Start of EXTRACTED TEXT

How Andrew Luck Can Become a Top-5 NFL Quarterback in 2013

Tyler Brooke@TylerDBrookeSenior Analyst IIAugust 9, 2013

Jul 29, 2013; Anderson, IN, USA; Indianapolis Colts quarterback Andrew Luck (12) throws a pass during the Indianapolis Colts training camp at Anderson University. Mandatory Credit: Brian Spurlock-USA TODAY Sports
Brian Spurlock-USA TODAY Sports

Andrew Luck was a big reason for the Indianapolis Colts' success in the 2012 season, but there are a few things that he must do in 2013 to become a truly elite quarterback in just his second season in the NFL.

Being a top-five quarterback is quite a difficult task in today's league. Four of those spots are already taken without much thought thanks to Aaron Rodgers, Tom Brady, Drew Brees and Peyton Manning. That leaves the fifth spot up in the air for guys like Matt Ryan, Eli Manning and perhaps even Luck.

Solely based on 2012, Luck isn't there yet. He showed a lot of positive signs, but there are a few things that he really needs to work on to break into that elite category this coming season.

End of EXTRACTED TEXT
Start of LISTED ENTRIES

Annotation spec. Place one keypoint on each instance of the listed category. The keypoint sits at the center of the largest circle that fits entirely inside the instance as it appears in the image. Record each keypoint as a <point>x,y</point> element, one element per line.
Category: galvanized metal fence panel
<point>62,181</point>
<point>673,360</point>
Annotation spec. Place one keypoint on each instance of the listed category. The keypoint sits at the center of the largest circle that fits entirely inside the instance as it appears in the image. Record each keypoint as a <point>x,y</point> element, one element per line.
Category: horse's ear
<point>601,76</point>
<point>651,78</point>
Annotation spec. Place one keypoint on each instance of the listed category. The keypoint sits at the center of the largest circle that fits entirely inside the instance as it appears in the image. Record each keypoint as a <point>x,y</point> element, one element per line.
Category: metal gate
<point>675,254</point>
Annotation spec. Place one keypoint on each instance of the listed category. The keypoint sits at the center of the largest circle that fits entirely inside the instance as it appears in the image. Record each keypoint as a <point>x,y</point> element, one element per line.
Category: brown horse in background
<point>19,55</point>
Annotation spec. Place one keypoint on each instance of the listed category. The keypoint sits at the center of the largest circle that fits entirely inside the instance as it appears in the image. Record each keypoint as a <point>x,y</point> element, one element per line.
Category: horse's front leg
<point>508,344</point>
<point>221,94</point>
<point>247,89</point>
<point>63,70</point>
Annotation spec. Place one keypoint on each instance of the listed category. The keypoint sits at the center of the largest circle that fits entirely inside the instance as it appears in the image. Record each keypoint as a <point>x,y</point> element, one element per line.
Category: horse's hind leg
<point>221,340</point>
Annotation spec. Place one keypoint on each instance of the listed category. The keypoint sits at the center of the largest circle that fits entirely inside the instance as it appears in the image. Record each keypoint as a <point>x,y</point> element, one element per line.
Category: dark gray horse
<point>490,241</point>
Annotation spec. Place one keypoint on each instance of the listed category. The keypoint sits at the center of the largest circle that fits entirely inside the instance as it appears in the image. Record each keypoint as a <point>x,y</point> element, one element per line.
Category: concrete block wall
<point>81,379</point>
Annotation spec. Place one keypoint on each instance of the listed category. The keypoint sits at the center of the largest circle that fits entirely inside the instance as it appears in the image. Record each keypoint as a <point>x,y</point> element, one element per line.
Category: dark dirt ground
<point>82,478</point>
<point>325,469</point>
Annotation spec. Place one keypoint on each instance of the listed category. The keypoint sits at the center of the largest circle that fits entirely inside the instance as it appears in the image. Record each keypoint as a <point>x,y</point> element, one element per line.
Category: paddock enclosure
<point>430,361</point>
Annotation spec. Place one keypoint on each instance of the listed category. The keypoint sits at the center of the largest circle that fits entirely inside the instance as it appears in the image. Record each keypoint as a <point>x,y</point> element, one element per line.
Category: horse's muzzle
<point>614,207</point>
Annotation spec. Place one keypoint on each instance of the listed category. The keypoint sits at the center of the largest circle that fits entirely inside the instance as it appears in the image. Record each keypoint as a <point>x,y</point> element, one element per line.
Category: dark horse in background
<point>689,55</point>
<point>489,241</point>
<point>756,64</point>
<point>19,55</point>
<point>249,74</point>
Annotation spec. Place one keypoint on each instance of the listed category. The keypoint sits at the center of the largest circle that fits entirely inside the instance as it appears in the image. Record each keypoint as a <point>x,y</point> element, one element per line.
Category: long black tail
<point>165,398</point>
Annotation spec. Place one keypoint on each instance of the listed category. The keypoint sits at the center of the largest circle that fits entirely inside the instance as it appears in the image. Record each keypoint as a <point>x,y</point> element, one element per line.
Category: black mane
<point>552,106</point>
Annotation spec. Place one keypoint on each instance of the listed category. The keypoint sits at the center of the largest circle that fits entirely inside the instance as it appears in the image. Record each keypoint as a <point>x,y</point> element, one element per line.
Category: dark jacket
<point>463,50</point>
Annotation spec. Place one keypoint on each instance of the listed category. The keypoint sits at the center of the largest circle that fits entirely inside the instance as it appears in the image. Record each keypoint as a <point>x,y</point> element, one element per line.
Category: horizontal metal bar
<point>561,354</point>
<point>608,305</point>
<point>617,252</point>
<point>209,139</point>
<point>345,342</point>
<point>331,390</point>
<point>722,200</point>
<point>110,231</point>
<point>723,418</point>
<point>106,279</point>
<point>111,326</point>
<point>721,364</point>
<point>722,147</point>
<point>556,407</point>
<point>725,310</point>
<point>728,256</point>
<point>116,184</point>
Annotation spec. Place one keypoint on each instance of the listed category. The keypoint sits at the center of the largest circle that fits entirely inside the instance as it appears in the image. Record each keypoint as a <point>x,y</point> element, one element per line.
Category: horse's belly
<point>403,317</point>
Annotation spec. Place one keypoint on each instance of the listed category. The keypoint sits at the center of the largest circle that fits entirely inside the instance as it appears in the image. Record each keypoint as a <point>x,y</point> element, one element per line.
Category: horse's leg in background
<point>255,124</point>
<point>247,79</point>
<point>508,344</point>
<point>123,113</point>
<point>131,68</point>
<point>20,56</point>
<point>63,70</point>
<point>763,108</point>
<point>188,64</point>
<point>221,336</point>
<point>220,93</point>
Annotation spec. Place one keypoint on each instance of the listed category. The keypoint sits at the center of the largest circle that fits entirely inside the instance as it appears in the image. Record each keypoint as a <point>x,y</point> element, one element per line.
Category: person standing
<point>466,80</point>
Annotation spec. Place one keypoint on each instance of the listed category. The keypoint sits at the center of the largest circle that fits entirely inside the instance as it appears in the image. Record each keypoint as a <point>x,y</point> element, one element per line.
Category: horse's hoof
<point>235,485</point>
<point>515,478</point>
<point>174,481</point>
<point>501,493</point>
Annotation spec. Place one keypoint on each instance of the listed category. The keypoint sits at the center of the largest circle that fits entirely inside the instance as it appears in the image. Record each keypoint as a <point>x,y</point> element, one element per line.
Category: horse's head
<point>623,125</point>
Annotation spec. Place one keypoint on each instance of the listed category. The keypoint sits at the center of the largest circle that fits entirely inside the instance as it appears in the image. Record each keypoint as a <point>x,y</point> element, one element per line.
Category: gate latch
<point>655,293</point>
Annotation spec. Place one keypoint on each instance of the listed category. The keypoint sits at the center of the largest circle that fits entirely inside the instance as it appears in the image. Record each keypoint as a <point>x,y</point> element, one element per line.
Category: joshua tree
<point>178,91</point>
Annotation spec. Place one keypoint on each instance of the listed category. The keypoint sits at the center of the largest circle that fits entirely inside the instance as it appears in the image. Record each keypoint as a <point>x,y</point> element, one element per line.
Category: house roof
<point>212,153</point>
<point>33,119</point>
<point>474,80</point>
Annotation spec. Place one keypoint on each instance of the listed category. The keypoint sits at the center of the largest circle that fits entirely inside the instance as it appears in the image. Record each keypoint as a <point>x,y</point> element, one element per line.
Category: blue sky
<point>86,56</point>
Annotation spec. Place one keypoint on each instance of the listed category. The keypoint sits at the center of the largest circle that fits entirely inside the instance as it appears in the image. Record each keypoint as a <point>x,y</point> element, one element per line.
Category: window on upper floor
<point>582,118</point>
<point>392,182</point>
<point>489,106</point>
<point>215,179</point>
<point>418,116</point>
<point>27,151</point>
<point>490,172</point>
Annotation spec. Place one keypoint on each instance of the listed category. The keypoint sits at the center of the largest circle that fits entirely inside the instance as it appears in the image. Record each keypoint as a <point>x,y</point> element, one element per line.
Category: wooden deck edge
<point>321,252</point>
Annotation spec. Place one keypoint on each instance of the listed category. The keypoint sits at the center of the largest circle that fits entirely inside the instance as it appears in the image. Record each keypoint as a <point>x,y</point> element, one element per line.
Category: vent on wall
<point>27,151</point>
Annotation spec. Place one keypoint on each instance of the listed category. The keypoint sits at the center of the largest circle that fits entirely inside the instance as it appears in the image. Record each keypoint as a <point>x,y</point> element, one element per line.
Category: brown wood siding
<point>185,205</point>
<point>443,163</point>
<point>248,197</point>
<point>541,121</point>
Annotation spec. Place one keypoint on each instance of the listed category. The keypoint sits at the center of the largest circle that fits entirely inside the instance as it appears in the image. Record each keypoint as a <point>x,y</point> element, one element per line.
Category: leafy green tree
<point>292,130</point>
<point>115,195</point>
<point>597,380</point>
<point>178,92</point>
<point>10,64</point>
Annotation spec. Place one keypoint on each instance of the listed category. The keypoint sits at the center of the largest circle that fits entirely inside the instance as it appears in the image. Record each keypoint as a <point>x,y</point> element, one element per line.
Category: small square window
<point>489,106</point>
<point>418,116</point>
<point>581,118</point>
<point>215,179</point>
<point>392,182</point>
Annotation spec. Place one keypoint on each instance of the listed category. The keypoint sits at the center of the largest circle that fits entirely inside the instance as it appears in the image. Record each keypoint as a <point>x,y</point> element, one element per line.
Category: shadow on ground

End of LISTED ENTRIES

▸ INSTRUCTIONS TO FOLLOW: Please repeat the part of the Andrew Luck article that begins at the words "Andrew Luck was" and stops after "in the NFL.". The items above are separate from the Andrew Luck article.

▸ RESPONSE TO THIS EXERCISE:
Andrew Luck was a big reason for the Indianapolis Colts' success in the 2012 season, but there are a few things that he must do in 2013 to become a truly elite quarterback in just his second season in the NFL.